─── Document
We want kids who not only know the rules but who agree with God. Our kids become transformed spiritually when they grasp the beauty of righteousness because they see the good that comes from obeying God. That won’t make their sexual desires go away, but it will make it worthwhile to learn how to deal with them when they really believe God knows what he’s talking about.

Don’t start with the commandments about sex; start with why God gave them to us. We don’t sugarcoat or soften what God says. We just reverse the order.

Take a moment to practice. Try this exercise that I give groups when I speak in churches: List three reasons sex before marriage isn’t best for us, without mentioning the Bible. If God is great and good, then there are practical reasons for his rules. Talk about those reasons more than the commandments.

Teach Your Children the Beauty of Sacred Sexuality

God made us sexual beings even if we never have sex. He wants us to find our sexuality rooted in him instead of in our bodies. There are three central reasons sacred sex is more vital than the worship of sex.

1. You can be happy without sex. Jesus’ life shows we can be happy without sex. Many fans of Jesus but not Christianity forget that Jesus was a virgin. Sex is so important in their worldviews that a psychologically healthy, happy celibate makes no sense to them. They can’t help but try to marry Jesus off (see The Last Temptation of Christ and The Da Vinci Code for examples).
──────
*Problem A:*
Revise the passage on teaching children about sexuality from "Take a moment" to "than the commandments.", putting "schools" in place of "churches".
*Problem B:*
Carry on the passage on teaching children about sexuality from the point where it stops.
─── Material
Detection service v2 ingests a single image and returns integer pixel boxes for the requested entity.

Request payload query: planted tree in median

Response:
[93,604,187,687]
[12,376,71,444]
──────
*Exercise answer A:*
Take a moment to practice. Try this exercise that I give groups when I speak in schools: List three reasons sex before marriage isn’t best for us, without mentioning the Bible. If God is great and good, then there are practical reasons for his rules. Talk about those reasons more than the commandments.

*Exercise answer B:*
So why wasn’t Jesus obsessed with sex as people are today? Jesus knew that sex, when it’s removed from its rightful place, can own us. He shows us how to take sex less seriously because it’s good, but not vital, to a vibrant, healthy life. Because Jesus didn’t make sex the epicenter of his world, sex did not own him.

2. Sex is too powerful to be “vital.” Each generation has increasingly seen sex as more vital than the last. It is seen as vital because it’s so powerful that resistance is futile. The book of Proverbs agrees that sex is powerful—too powerful to be vital: “Can a man scoop a flame into his lap and not have his clothes catch on fire? Can he walk on hot coals and not blister his feet? So it is with the man who sleeps with another man’s wife. He who embraces her will not go unpunished” (Proverbs 6:27-29, New Living Translation). The apostle Paul later explained that not only is sex nonvital, unmarried sex harms our vitality (see 1 Corinthians 6:12-20).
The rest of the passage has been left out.